Copy out every line of the listing below without changing anything, and leave the pictures out of your answer.

## Data for the task
= Beginning of Section =

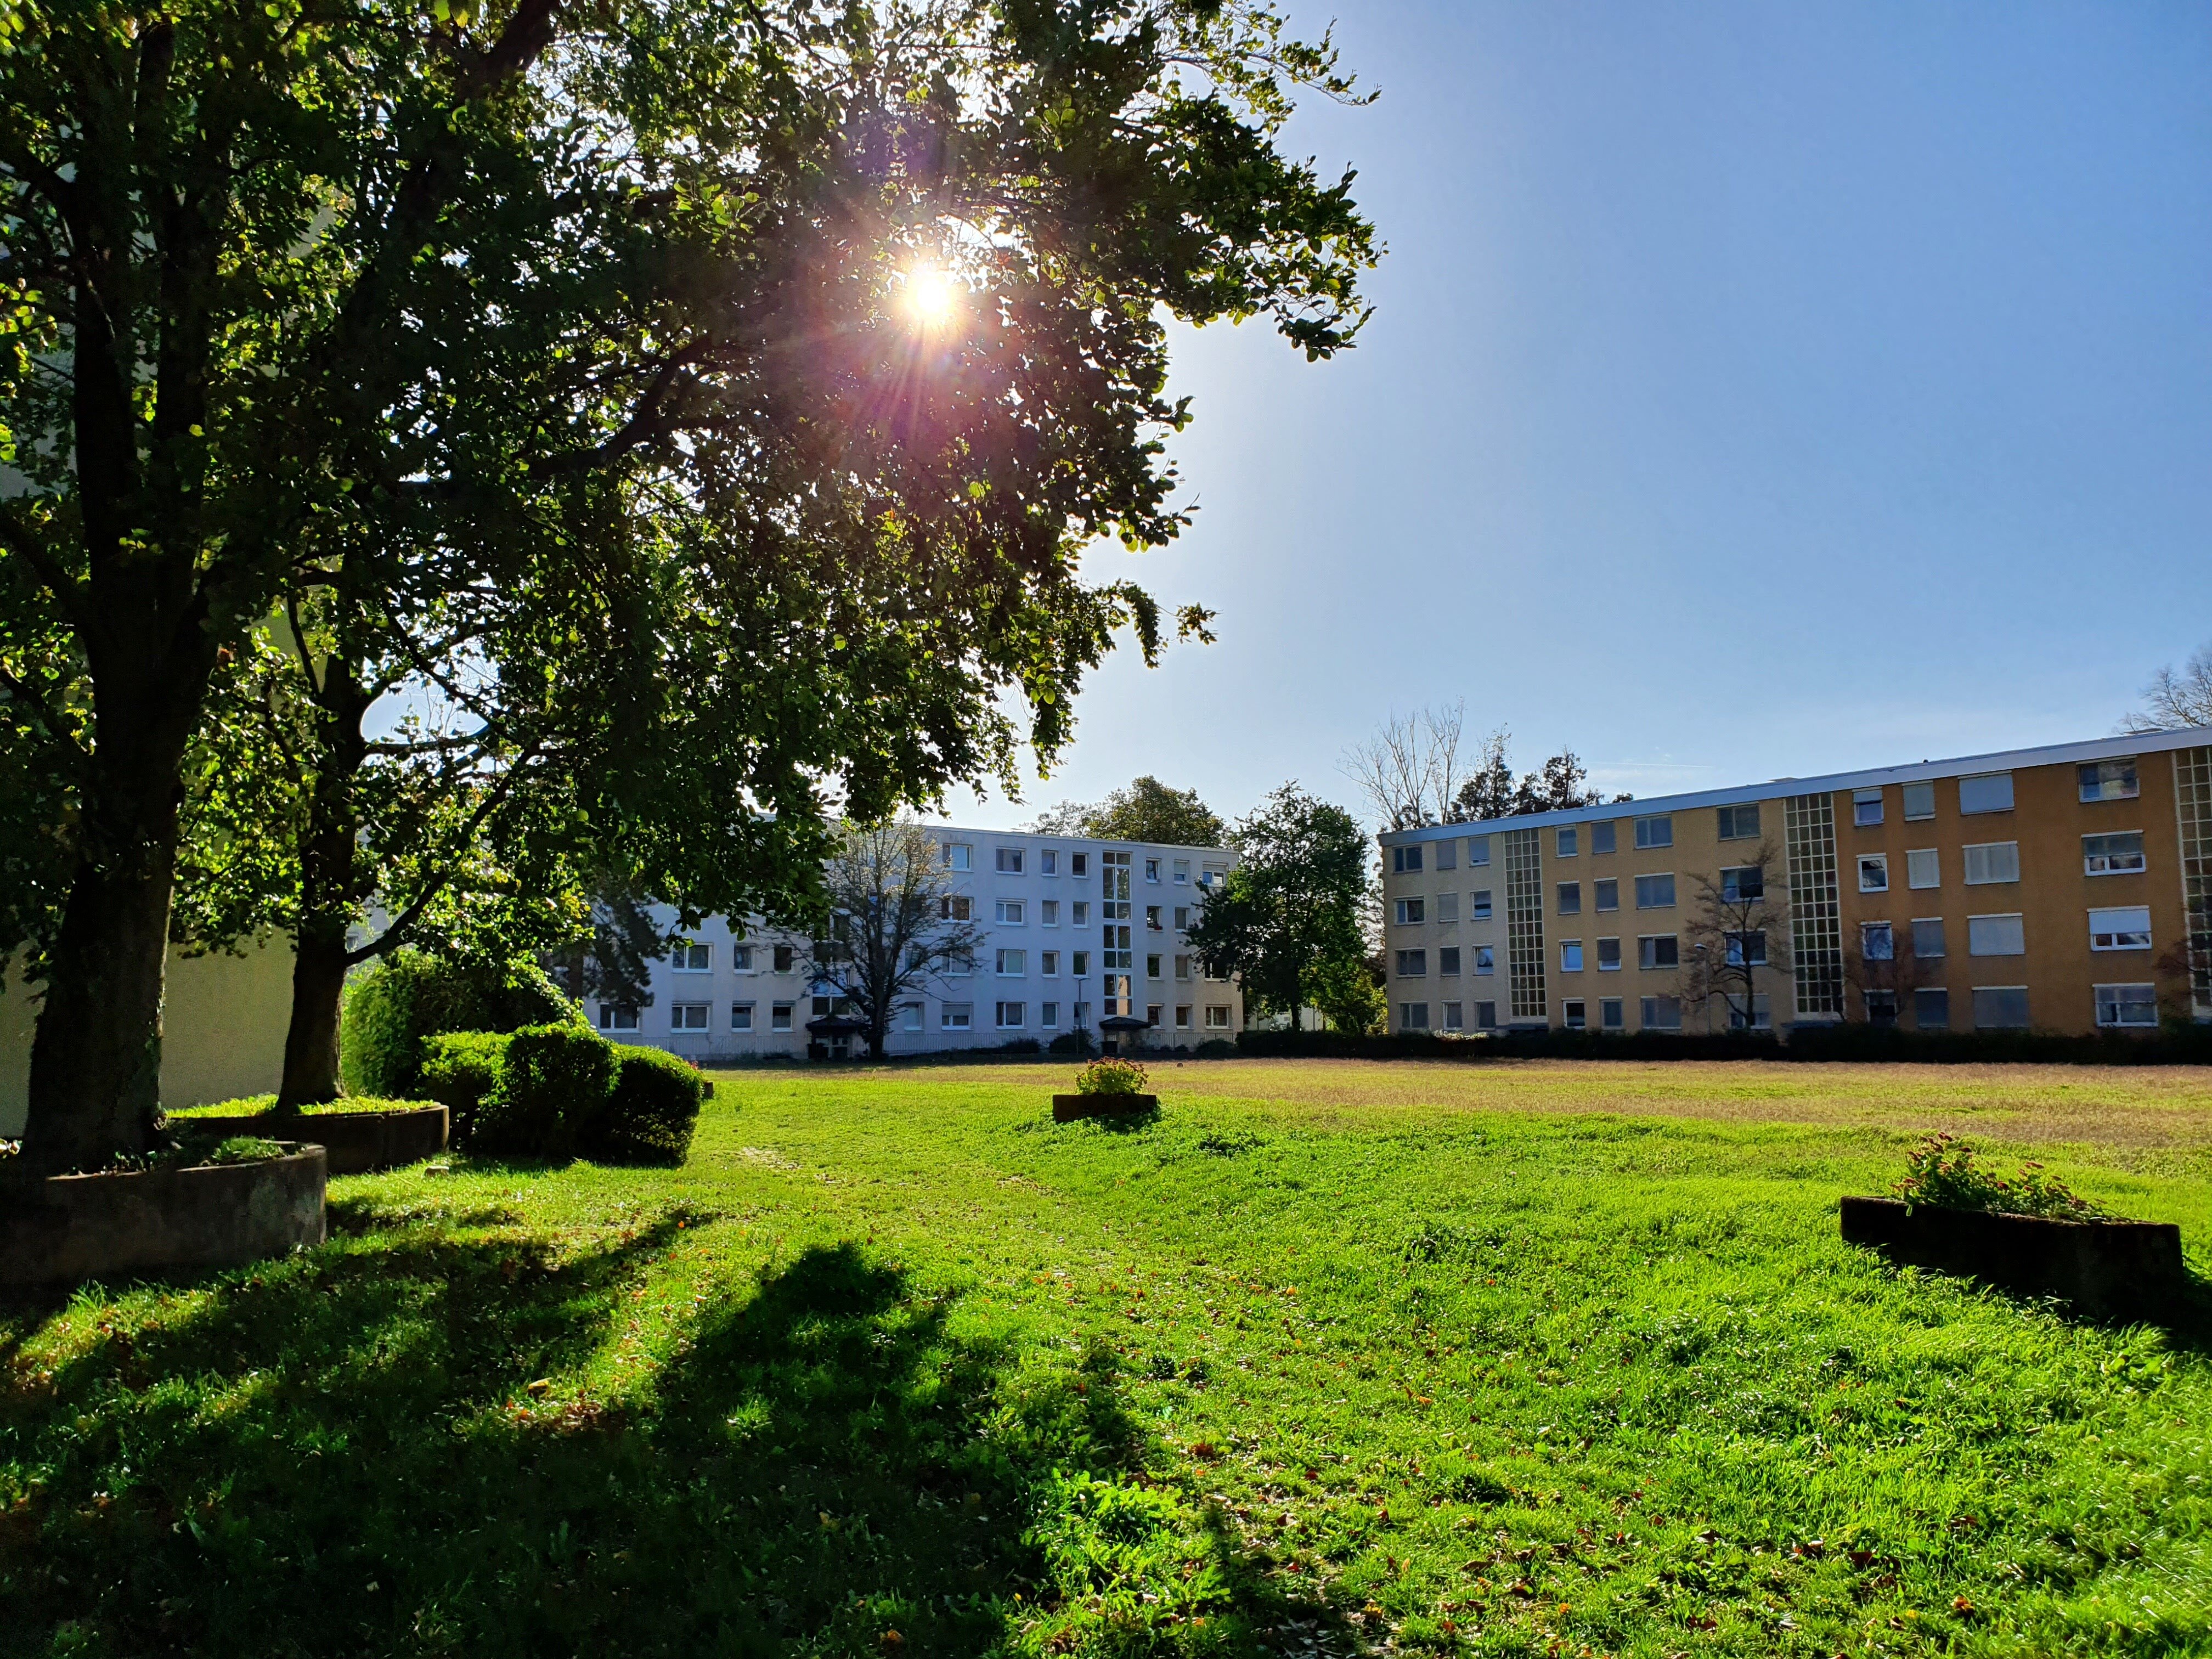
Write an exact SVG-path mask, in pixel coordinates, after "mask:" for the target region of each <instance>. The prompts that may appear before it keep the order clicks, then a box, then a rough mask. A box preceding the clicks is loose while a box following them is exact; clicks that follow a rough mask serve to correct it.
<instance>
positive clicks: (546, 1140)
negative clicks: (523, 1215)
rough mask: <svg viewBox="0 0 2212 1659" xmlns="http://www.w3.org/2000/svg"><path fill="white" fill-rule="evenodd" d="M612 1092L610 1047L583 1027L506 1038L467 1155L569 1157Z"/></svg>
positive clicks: (612, 1086) (530, 1156) (579, 1141)
mask: <svg viewBox="0 0 2212 1659" xmlns="http://www.w3.org/2000/svg"><path fill="white" fill-rule="evenodd" d="M613 1093H615V1044H611V1042H606V1040H604V1037H602V1035H599V1033H597V1031H591V1029H586V1026H584V1024H566V1022H564V1024H544V1026H524V1029H522V1031H515V1033H513V1035H509V1037H507V1053H504V1055H502V1060H500V1079H498V1082H495V1084H493V1086H491V1093H487V1095H484V1099H482V1102H480V1104H478V1108H476V1124H473V1135H471V1139H473V1148H471V1150H478V1152H500V1155H507V1157H568V1155H571V1152H575V1150H577V1144H580V1141H582V1139H584V1135H586V1133H588V1130H591V1126H593V1124H595V1121H597V1119H599V1115H602V1113H604V1110H606V1102H608V1097H611V1095H613Z"/></svg>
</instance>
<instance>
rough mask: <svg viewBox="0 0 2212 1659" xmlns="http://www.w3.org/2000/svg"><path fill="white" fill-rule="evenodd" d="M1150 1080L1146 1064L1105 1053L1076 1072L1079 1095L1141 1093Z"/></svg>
mask: <svg viewBox="0 0 2212 1659" xmlns="http://www.w3.org/2000/svg"><path fill="white" fill-rule="evenodd" d="M1146 1082H1148V1077H1146V1071H1144V1066H1139V1064H1137V1062H1135V1060H1119V1057H1117V1055H1104V1057H1102V1060H1093V1062H1091V1064H1088V1066H1084V1068H1082V1071H1079V1073H1075V1093H1077V1095H1141V1093H1144V1084H1146Z"/></svg>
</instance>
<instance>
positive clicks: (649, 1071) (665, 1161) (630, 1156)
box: [580, 1046, 712, 1164]
mask: <svg viewBox="0 0 2212 1659" xmlns="http://www.w3.org/2000/svg"><path fill="white" fill-rule="evenodd" d="M615 1066H617V1073H615V1093H613V1095H611V1097H608V1102H606V1108H604V1110H602V1113H599V1117H597V1119H595V1121H593V1124H588V1126H586V1130H584V1135H582V1139H580V1150H582V1152H584V1155H586V1157H593V1159H599V1161H602V1164H681V1161H684V1159H686V1157H688V1155H690V1137H692V1130H695V1128H697V1124H699V1104H701V1102H703V1099H706V1097H708V1091H710V1088H712V1084H708V1079H706V1077H703V1075H701V1073H699V1068H697V1066H695V1064H690V1062H688V1060H679V1057H677V1055H672V1053H668V1051H664V1048H633V1046H617V1048H615Z"/></svg>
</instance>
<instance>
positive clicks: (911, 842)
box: [807, 818, 984, 1060]
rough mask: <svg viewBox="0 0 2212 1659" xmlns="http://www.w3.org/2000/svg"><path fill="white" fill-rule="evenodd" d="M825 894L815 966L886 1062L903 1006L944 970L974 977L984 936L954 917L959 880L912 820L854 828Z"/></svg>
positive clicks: (845, 838)
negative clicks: (931, 980)
mask: <svg viewBox="0 0 2212 1659" xmlns="http://www.w3.org/2000/svg"><path fill="white" fill-rule="evenodd" d="M823 887H825V891H827V898H830V918H827V922H825V925H823V936H821V938H816V940H814V945H812V947H810V951H807V969H810V973H812V975H814V980H816V982H818V984H830V987H834V991H836V995H841V998H845V1000H849V1002H852V1006H854V1011H856V1013H858V1018H860V1020H865V1022H867V1051H869V1055H874V1057H878V1060H880V1057H883V1044H885V1035H887V1033H889V1031H891V1015H894V1013H896V1009H898V1004H900V1002H902V1000H905V998H909V995H911V993H916V991H920V989H922V987H925V984H927V982H929V978H931V975H936V973H973V971H975V947H978V945H982V938H984V931H982V927H978V925H975V922H973V920H958V918H953V914H951V911H953V907H951V902H949V900H951V898H953V878H951V874H949V872H947V869H945V858H942V856H940V854H938V843H936V838H933V836H931V834H929V832H927V830H922V827H920V825H918V823H914V821H911V818H898V821H894V823H885V825H874V827H858V825H847V827H845V834H843V838H841V843H838V847H836V852H832V854H830V860H827V865H825V869H823Z"/></svg>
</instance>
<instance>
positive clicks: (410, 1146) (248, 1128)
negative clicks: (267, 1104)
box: [170, 1106, 453, 1175]
mask: <svg viewBox="0 0 2212 1659" xmlns="http://www.w3.org/2000/svg"><path fill="white" fill-rule="evenodd" d="M451 1121H453V1115H451V1113H449V1110H447V1108H445V1106H411V1108H407V1110H405V1113H307V1115H303V1117H274V1115H270V1113H252V1115H250V1117H175V1119H170V1128H173V1130H192V1133H195V1135H197V1133H215V1135H272V1133H276V1135H281V1137H285V1139H303V1141H316V1144H319V1146H321V1148H323V1150H325V1152H330V1172H332V1175H367V1172H372V1170H396V1168H400V1166H403V1164H420V1161H422V1159H427V1157H438V1152H442V1150H445V1144H447V1137H449V1135H451Z"/></svg>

= End of Section =

## Task solution
Write an exact SVG-path mask, in pixel coordinates, after "mask:" for the target region of each <instance>. The prompts that may appear before it keep the order clicks, then a box, then a rough mask. A box preceding the clicks is loose while a box following them is exact; clicks that follow a rough mask serve to correct it.
<instance>
positive clicks: (546, 1140)
negative clicks: (523, 1215)
rough mask: <svg viewBox="0 0 2212 1659" xmlns="http://www.w3.org/2000/svg"><path fill="white" fill-rule="evenodd" d="M612 1092L610 1047L583 1027L506 1038L467 1155L569 1157Z"/></svg>
positive clicks: (612, 1086) (530, 1156) (579, 1141)
mask: <svg viewBox="0 0 2212 1659" xmlns="http://www.w3.org/2000/svg"><path fill="white" fill-rule="evenodd" d="M613 1093H615V1044H611V1042H606V1040H604V1037H602V1035H599V1033H597V1031H591V1029H586V1026H584V1024H566V1022H564V1024H544V1026H524V1029H522V1031H515V1033H513V1035H509V1037H507V1053H504V1055H502V1060H500V1079H498V1082H495V1084H493V1086H491V1093H487V1095H484V1099H482V1102H480V1104H478V1108H476V1124H473V1135H471V1139H473V1148H471V1150H478V1152H500V1155H507V1157H568V1155H571V1152H575V1150H577V1144H580V1141H582V1139H584V1135H586V1133H588V1130H591V1126H593V1124H595V1121H597V1119H599V1115H602V1113H604V1110H606V1102H608V1097H611V1095H613Z"/></svg>
</instance>
<instance>
rough mask: <svg viewBox="0 0 2212 1659" xmlns="http://www.w3.org/2000/svg"><path fill="white" fill-rule="evenodd" d="M1150 1080L1146 1064L1105 1053L1076 1072L1079 1095L1141 1093Z"/></svg>
mask: <svg viewBox="0 0 2212 1659" xmlns="http://www.w3.org/2000/svg"><path fill="white" fill-rule="evenodd" d="M1146 1082H1148V1077H1146V1071H1144V1066H1139V1064H1137V1062H1135V1060H1119V1057H1117V1055H1104V1057H1102V1060H1093V1062H1091V1064H1088V1066H1084V1068H1082V1071H1079V1073H1075V1093H1077V1095H1141V1093H1144V1084H1146Z"/></svg>
</instance>
<instance>
positive clicks: (649, 1071) (665, 1161) (630, 1156)
box: [580, 1046, 712, 1164]
mask: <svg viewBox="0 0 2212 1659" xmlns="http://www.w3.org/2000/svg"><path fill="white" fill-rule="evenodd" d="M615 1066H617V1073H615V1093H613V1095H611V1097H608V1102H606V1108H604V1110H602V1113H599V1117H597V1119H595V1121H593V1124H588V1126H586V1130H584V1135H582V1139H580V1150H582V1152H584V1155H586V1157H593V1159H599V1161H602V1164H681V1161H684V1159H686V1157H688V1155H690V1137H692V1130H695V1128H697V1124H699V1104H701V1102H703V1099H706V1097H708V1091H710V1088H712V1084H708V1079H706V1077H703V1075H701V1073H699V1068H697V1066H695V1064H690V1062H688V1060H679V1057H677V1055H672V1053H668V1051H664V1048H633V1046H617V1048H615Z"/></svg>
</instance>
<instance>
positive clicks: (911, 842)
box: [807, 818, 984, 1060]
rough mask: <svg viewBox="0 0 2212 1659" xmlns="http://www.w3.org/2000/svg"><path fill="white" fill-rule="evenodd" d="M825 894L815 966L886 1062L903 1006L944 970L974 977L984 936L954 917L959 880L912 820L854 828Z"/></svg>
positive clicks: (845, 838)
negative clicks: (931, 980)
mask: <svg viewBox="0 0 2212 1659" xmlns="http://www.w3.org/2000/svg"><path fill="white" fill-rule="evenodd" d="M823 887H825V891H827V898H830V918H827V922H825V925H823V936H821V938H816V940H814V945H812V947H810V951H807V969H810V973H812V975H814V980H816V982H818V984H830V987H834V991H836V995H841V998H845V1000H849V1002H852V1006H854V1011H856V1013H858V1018H860V1020H865V1022H867V1051H869V1055H874V1057H878V1060H880V1057H883V1044H885V1035H887V1033H889V1031H891V1015H894V1013H896V1009H898V1004H900V1002H902V1000H905V998H909V995H911V993H916V991H920V989H922V987H925V984H927V982H929V978H931V975H936V973H973V971H975V947H978V945H982V938H984V931H982V927H978V925H975V922H973V920H958V918H953V914H951V911H953V907H951V902H949V900H951V898H953V878H951V874H949V872H947V869H945V858H942V856H940V854H938V843H936V838H933V836H931V834H929V832H927V830H922V827H920V825H918V823H914V821H911V818H898V821H894V823H885V825H874V827H858V825H847V827H845V834H843V838H841V843H838V847H836V852H832V854H830V860H827V865H825V869H823Z"/></svg>
</instance>
<instance>
positive clicks: (410, 1146) (248, 1128)
negative clicks: (267, 1104)
box: [170, 1106, 453, 1175]
mask: <svg viewBox="0 0 2212 1659" xmlns="http://www.w3.org/2000/svg"><path fill="white" fill-rule="evenodd" d="M451 1121H453V1115H451V1113H449V1110H447V1108H445V1106H411V1108H407V1110H405V1113H307V1115H303V1117H274V1115H270V1113H252V1115H250V1117H175V1119H170V1128H173V1130H192V1133H195V1135H197V1133H215V1135H272V1133H276V1135H281V1137H285V1139H303V1141H316V1144H319V1146H321V1148H323V1150H325V1152H330V1172H332V1175H367V1172H372V1170H396V1168H400V1166H403V1164H420V1161H422V1159H427V1157H438V1152H442V1150H445V1144H447V1137H449V1135H451Z"/></svg>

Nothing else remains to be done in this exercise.